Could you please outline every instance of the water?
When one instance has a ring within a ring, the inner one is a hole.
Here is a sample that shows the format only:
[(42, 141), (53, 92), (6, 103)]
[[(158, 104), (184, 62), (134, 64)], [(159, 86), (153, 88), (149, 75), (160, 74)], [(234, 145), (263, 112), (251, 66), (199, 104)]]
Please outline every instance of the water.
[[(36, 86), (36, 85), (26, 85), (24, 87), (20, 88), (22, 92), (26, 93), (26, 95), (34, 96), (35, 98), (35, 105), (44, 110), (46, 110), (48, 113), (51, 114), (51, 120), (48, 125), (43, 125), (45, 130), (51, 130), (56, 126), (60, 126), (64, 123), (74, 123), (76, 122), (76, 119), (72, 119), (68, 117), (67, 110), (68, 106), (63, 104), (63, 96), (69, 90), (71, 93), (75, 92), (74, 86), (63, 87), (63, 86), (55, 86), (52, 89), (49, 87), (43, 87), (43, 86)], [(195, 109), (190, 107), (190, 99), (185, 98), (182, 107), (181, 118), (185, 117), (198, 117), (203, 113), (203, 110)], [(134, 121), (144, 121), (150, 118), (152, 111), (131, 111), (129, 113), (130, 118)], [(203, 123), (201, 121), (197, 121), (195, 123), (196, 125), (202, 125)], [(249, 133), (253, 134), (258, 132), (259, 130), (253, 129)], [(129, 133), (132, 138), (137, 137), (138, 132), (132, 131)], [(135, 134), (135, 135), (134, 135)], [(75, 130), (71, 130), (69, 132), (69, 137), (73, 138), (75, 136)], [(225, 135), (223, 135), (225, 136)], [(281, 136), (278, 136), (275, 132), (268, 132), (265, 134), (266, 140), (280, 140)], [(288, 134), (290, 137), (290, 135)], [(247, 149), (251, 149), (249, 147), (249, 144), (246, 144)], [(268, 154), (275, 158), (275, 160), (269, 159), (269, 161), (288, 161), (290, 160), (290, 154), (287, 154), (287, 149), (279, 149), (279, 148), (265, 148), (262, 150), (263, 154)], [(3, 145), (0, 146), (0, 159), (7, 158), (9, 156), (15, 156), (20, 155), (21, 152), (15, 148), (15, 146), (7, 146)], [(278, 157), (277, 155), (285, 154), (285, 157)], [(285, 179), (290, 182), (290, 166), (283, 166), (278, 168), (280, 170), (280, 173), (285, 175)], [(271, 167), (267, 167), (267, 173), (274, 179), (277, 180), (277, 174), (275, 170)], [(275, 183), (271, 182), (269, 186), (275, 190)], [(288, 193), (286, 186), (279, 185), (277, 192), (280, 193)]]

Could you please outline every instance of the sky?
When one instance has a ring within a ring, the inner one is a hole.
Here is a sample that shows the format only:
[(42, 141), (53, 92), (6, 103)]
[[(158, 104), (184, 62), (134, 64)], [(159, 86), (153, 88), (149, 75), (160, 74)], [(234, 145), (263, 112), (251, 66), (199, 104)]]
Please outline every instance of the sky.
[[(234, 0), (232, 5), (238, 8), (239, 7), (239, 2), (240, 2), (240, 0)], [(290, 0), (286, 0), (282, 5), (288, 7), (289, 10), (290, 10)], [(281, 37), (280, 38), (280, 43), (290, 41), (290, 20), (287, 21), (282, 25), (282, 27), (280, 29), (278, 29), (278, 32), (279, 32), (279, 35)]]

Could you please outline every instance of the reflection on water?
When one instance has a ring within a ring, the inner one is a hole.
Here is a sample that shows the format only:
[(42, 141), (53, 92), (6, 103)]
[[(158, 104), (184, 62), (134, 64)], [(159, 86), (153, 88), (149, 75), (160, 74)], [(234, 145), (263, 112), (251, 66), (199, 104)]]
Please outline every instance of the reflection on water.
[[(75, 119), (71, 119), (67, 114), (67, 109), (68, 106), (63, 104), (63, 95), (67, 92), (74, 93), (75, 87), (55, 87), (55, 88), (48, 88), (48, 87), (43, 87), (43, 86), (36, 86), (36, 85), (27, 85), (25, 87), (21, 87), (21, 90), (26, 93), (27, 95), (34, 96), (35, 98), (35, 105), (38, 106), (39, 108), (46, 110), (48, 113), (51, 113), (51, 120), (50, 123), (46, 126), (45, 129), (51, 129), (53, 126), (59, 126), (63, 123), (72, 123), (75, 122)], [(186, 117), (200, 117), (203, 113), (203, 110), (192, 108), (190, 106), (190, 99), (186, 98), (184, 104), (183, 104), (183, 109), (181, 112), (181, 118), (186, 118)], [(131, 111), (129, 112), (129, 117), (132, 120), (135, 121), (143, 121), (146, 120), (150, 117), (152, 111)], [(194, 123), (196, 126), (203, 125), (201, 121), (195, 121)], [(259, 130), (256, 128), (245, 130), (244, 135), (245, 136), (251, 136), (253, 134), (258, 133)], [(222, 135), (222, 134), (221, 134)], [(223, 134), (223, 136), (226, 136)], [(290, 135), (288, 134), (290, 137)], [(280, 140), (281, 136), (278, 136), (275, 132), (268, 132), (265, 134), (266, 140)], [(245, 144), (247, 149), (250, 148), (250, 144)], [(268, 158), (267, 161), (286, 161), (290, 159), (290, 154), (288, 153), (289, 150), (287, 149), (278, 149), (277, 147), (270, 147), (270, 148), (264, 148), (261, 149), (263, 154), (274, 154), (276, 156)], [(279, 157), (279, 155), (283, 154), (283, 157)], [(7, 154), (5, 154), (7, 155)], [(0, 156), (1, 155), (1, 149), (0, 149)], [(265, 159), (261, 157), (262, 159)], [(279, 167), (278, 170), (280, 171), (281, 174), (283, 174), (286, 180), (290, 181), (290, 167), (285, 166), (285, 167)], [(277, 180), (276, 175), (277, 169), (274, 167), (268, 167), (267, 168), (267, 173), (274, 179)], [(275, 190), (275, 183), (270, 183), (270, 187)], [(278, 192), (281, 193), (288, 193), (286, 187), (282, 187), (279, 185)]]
::::::::::
#### Work required:
Copy the material from its first line through the line containing "Please outline every instance of the water.", but swap "outline" for "trace" and leave everything else unchanged.

#### Final result:
Could you please trace every instance of the water?
When one instance has a ring within a ring, the inner one is a hole.
Here is a sample that shows the format only:
[(42, 141), (53, 92), (6, 103)]
[[(158, 104), (184, 62), (134, 64)], [(159, 86), (153, 88), (149, 75), (160, 74)], [(234, 145), (263, 112), (251, 66), (199, 104)]]
Please trace every instance of the water.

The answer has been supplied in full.